SET PROBLEM 1: Translate into Spanish this sentence from the ZScript operators page: "This is a list of all operators supported by ZScript and their descriptions."
SET PROBLEM 2: List every combined assignment operator on the ZScript operators page, with the operation each one combines with assignment.
SET PROBLEM 3: Rewrite more briefly the paragraph on the ZScript operators page that begins "Note: If both operands are integer numbers", keeping its main facts.

GIVEN PASSAGE:
Operators (ZScript)

Note: This page is for ZScript. For ACS operators see here.

This is a list of all operators supported by ZScript and their descriptions.

Assignment operators

`=` (assignment)

int foo = 5;

Assignment can be combined with arhitmetic operators as follows:

+= (assignment + addition)
-= (assignment + subtraction)
*= (assignment + multiplication)
/= (assignment + division)
%= (assignment + modulo)

Assignment can be combined with bitwise operators as follows:

&= (bitwise AND assigment)
|= (bitwise OR assigment)

Arithmetic operators

`+` (addition)

int foo = 1 + 1; // foo = 2
int bar = foo + 1; // bar = 3

`-` (subtraction)

int foo = 1 - 1; // foo = 0
int bar = foo - 1; // bar = -1

`*` (multiplication)

int foo = 2 * 10; // foo = 20
int bar = foo * 10; // bar = 200

`**` (power)

int foo = 2 ** 8; // foo = 256

`/` (division)

Note: If both operands are integer numbers, the result of division will be an integer number, truncated (not rounded). At least one of the operands has to be a double value to get a decimal result.

int foo = 10 / 2; // foo = 5
int foo1 = 5 / 2; // foo = 2

double bar = 5 / 2; // bar = 2.0 because 2.5 was truncated
double bar1 = 5.0 / 2; // bar1 = 2.5
double bar2 = 5 / 2.0; // bar2 = 2.5

Round (round to closest), floor (round down) and ceil (round up) can be utilized on a float-point division to set the result to the closest suitable integer number:

double d = (5 / 3.0); // d = 1.666...
int foo = round(5 / 3.0); // foo = 2
int foo1 = ceil(5 / 3.0); // foo1 = 2
int foo2 = floor(5 / 3.0); // foo2 = 1

`%` (modulo)

Returns a remainder after dividing integer numbers.

int foo = 5 / 2; // foo = 1 because 5 = 4 * 2 + 1 where 1 is the remainder

This operator can be used to perform something on a fixed time basis in a function that is being called every tic:

override void Tick()
{
  Super.Tick();
  if (Level.maptime % TICRATE == 0)
  {
    // This will be called every second while the game isn't paused
  }
}

(See Tick)

`++` (incrementation)

Increases the value by 1.

int foo = 1;
foo++; // foo = 2

Note: placing the ++ operator before the value is possible as well: ++foo. If this is done while comparing the value to another value, the incrementation will be performed befor comparison. Compare:

int foo = 5;
bool isBigger = foo++ > 5; // isBigger is false

int foo = 5;
bool isBigger = ++foo > 5; // isBigger is true

`--` (decrementation)

Decreases the value by 1.

int foo = 1;
foo--; // foo = 0

Note: placing the -- operator before the value is possible as well: --foo. If this is done while comparing the value to another value, the decrementation will be performed befor comparison. Compare:

int foo = 5;
bool isSmaller = foo-- < 5; // isSmaller is false

int foo = 5;
bool isSmaller = --foo < 5; // isSmaller is true

Relational operators

These operators are used in IF/ELSE, FOR, WHILE statements to check for conditions

`==` (exactly equal)

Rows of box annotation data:
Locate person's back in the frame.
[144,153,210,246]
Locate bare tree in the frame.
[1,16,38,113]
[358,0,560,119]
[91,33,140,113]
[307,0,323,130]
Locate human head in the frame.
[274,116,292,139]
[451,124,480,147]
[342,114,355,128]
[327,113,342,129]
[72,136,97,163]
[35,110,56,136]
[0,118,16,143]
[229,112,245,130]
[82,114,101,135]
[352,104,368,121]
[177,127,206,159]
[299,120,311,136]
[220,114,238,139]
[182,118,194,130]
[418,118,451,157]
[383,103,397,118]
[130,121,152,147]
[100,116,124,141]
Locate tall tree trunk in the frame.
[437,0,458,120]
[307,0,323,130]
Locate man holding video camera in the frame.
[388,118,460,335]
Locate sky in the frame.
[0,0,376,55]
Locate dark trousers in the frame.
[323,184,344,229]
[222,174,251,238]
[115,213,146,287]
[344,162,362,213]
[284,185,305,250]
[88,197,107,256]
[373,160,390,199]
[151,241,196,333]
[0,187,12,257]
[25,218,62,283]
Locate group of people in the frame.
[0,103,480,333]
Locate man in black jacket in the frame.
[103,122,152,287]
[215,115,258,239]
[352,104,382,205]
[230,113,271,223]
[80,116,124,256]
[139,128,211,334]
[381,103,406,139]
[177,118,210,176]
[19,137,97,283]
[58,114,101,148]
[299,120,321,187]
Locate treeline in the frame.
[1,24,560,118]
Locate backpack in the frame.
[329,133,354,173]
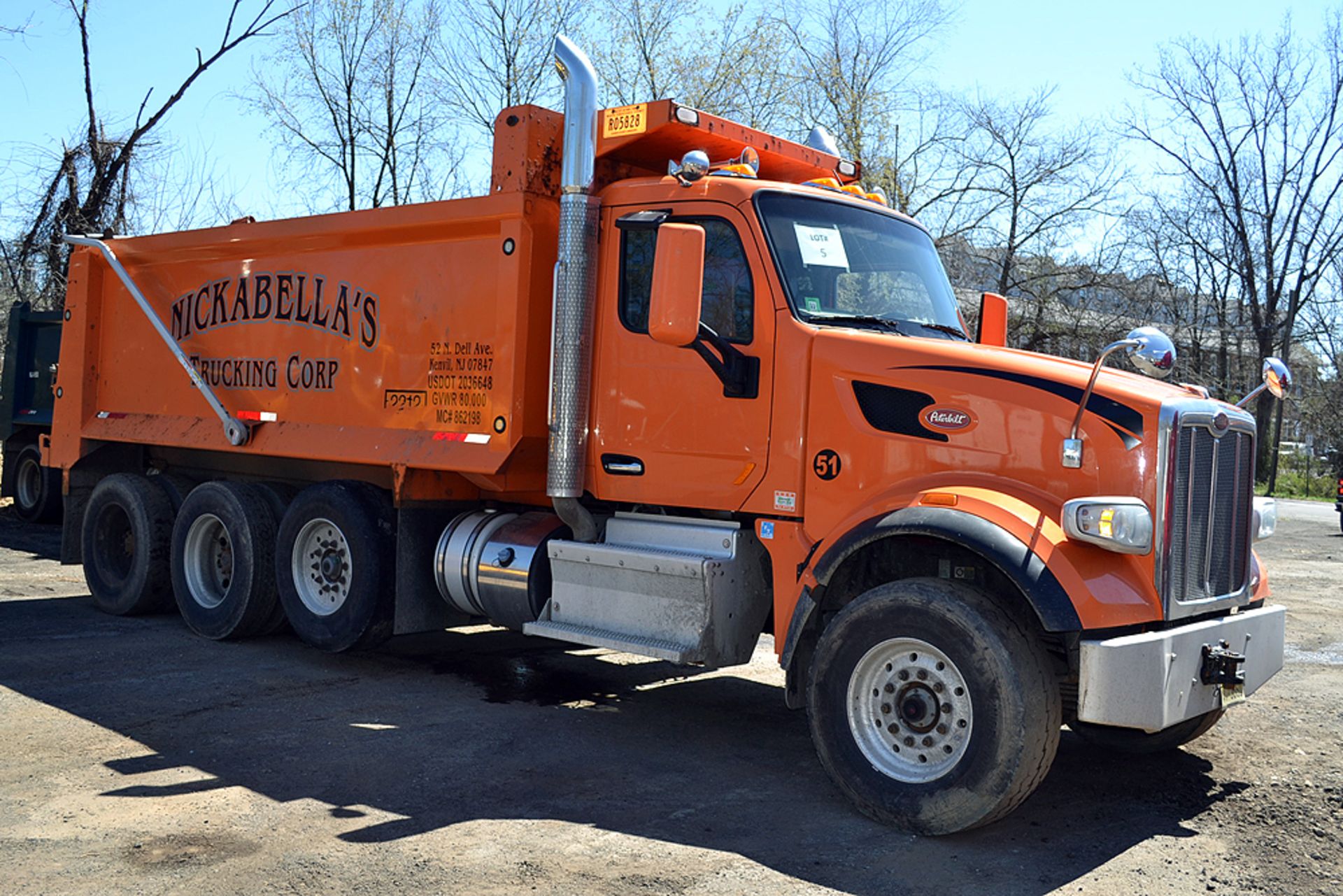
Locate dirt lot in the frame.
[0,505,1343,896]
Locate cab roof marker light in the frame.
[802,178,844,194]
[676,106,699,127]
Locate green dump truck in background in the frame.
[0,302,60,522]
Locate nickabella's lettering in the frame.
[172,273,378,348]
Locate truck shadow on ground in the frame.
[0,504,60,560]
[0,598,1248,896]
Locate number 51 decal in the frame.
[811,448,839,480]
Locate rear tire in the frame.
[13,445,60,522]
[79,473,173,617]
[807,579,1063,834]
[276,481,396,651]
[172,481,279,641]
[253,482,298,634]
[1067,709,1226,753]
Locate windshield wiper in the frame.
[917,321,971,343]
[807,312,909,336]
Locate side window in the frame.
[620,218,755,344]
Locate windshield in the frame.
[756,192,968,339]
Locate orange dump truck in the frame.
[42,38,1286,833]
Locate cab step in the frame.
[523,513,769,667]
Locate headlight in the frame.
[1064,497,1152,553]
[1254,499,1277,541]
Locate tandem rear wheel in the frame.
[79,473,173,616]
[807,579,1063,834]
[13,445,60,522]
[172,482,279,641]
[276,481,396,651]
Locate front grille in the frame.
[1166,423,1254,607]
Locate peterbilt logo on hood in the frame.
[923,404,979,432]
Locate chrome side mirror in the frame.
[1264,357,1292,399]
[1063,327,1175,470]
[1235,357,1292,407]
[667,149,709,187]
[1124,327,1175,381]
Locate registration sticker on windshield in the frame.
[793,222,848,270]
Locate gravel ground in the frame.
[0,502,1343,896]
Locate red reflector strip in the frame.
[434,432,490,445]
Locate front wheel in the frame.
[807,579,1063,834]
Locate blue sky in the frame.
[0,0,1327,228]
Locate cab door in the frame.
[588,201,774,511]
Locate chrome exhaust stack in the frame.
[546,35,600,541]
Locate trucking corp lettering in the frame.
[172,273,378,348]
[188,355,340,392]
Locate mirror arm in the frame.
[690,321,760,397]
[1235,383,1267,407]
[1067,339,1143,439]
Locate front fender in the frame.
[813,486,1162,632]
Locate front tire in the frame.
[807,579,1063,834]
[276,481,396,653]
[1067,709,1226,753]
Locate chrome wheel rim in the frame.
[290,517,353,617]
[183,513,234,610]
[13,457,42,511]
[848,638,974,785]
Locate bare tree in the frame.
[1124,12,1343,488]
[781,0,951,176]
[435,0,583,134]
[591,0,793,129]
[253,0,460,210]
[10,0,289,305]
[917,89,1121,304]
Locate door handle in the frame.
[602,454,644,476]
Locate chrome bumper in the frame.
[1077,604,1286,731]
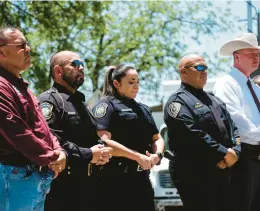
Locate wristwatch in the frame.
[155,152,163,166]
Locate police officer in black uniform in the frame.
[39,51,111,211]
[164,54,240,211]
[93,65,164,211]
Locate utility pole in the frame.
[246,0,260,78]
[257,10,260,45]
[247,1,253,32]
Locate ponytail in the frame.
[102,64,135,97]
[102,66,116,97]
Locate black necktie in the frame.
[247,79,260,112]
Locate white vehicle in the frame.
[150,78,215,211]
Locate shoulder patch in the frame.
[41,102,53,120]
[87,105,94,117]
[167,102,181,118]
[95,103,108,118]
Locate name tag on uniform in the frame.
[120,108,133,111]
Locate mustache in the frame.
[24,52,31,58]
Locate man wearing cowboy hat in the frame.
[213,33,260,211]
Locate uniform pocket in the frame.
[9,166,33,181]
[66,114,80,125]
[119,112,138,120]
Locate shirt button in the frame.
[6,114,13,120]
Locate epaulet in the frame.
[207,92,226,106]
[169,90,185,100]
[38,87,56,102]
[138,102,152,113]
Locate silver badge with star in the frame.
[95,103,108,118]
[41,102,53,120]
[168,102,181,118]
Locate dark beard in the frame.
[62,74,84,89]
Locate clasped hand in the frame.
[90,144,113,165]
[217,148,238,169]
[137,151,160,170]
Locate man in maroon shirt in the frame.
[0,27,66,211]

WORKED SOLUTION 1: Esta es una lista de todos los operadores admitidos por ZScript y sus descripciones.

WORKED SOLUTION 2:
- += (addition)
- -= (subtraction)
- *= (multiplication)
- /= (division)
- %= (modulo)
- &= (bitwise AND)
- |= (bitwise OR)

WORKED SOLUTION 3: Dividing two integers gives a truncated integer, not a rounded one. A decimal result needs at least one double operand.